**Available data:**
▬▬▬▬▬▬

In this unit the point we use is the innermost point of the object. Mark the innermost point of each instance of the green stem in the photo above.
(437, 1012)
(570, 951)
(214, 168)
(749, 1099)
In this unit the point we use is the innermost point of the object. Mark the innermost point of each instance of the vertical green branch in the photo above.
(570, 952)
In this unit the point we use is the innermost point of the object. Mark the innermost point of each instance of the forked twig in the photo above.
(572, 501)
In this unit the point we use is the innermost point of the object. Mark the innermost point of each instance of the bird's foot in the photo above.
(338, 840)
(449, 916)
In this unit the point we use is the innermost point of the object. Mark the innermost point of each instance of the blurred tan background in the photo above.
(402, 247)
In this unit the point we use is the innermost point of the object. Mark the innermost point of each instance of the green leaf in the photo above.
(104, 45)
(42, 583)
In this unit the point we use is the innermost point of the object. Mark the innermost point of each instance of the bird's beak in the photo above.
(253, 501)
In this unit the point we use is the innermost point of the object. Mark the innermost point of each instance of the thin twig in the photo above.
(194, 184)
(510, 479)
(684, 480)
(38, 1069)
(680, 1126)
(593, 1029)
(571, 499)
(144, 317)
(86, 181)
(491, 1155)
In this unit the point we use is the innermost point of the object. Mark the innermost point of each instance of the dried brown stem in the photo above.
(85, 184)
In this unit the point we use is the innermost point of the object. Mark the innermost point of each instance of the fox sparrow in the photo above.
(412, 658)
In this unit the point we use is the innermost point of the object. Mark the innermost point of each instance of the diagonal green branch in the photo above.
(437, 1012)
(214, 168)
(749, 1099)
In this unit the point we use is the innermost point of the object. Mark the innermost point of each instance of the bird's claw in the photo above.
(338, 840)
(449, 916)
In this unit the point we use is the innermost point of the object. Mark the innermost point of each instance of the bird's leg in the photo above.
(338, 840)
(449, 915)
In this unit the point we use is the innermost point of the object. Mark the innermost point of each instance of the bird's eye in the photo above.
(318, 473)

▬▬▬▬▬▬

**Exercise description:** Only the data above, repeated exactly, should make up the reply.

**Solved problem:**
In this unit the point we use is the innermost point of the object. Mark the innermost point of each instance of the green stem in the photo above.
(437, 1012)
(570, 951)
(214, 168)
(749, 1099)
In this unit the point we use is the innermost point of the object. Mark the innermost point of each instance of the vertical green branch in the photo above.
(570, 952)
In this unit the point we use is the innermost point of the object. Mark the innermost point of each instance of the forked twig in the photo above.
(572, 501)
In this unit the point we use is the innermost point of the object. Mark the innermost point of each instance of the bird's foot in the photo above.
(338, 840)
(449, 916)
In this unit the point we use is the innermost point of the object. Mark the innermost point of each instance of the blurred tan background in the photo above.
(402, 247)
In this unit the point we use is the innermost point of the object. Mark the innermost point of each instance of the green leaf in the photo above.
(104, 45)
(42, 583)
In this unit the point we use is the innermost point of the object. Mark the innermost point of each instance of the bird's beak in the photo above.
(253, 501)
In this unit the point we use is the innermost point of the object. Mark the innermost point of each instance of the thin twig in the photo above.
(194, 184)
(510, 479)
(684, 480)
(38, 1069)
(680, 1126)
(593, 1029)
(571, 499)
(144, 317)
(86, 181)
(491, 1155)
In this unit the point we use is the innermost point of the object. Mark the innermost point of each instance of the dried brown stem in the photo above.
(85, 184)
In this unit the point we use is the innermost point of the object. Mark the innermost point of each instance of the fox sparrow in the photo above.
(412, 658)
In this unit the point we use is the innermost point of the object. Mark the innermost point of each instance of the diagonal green branch in the photo above.
(437, 1012)
(214, 168)
(749, 1099)
In this unit the point we use is the innermost point of the object. Mark the innermost point of each instance of the bird's claw in the photo above.
(338, 840)
(449, 916)
In this unit the point we use is the innermost point of the object. Mark the innermost point of each instance of the bird's leg in the photo above.
(338, 840)
(449, 915)
In this unit the point we use is the innermost point of the object. Mark the innermost point of each instance of the bird's eye in the photo above.
(318, 473)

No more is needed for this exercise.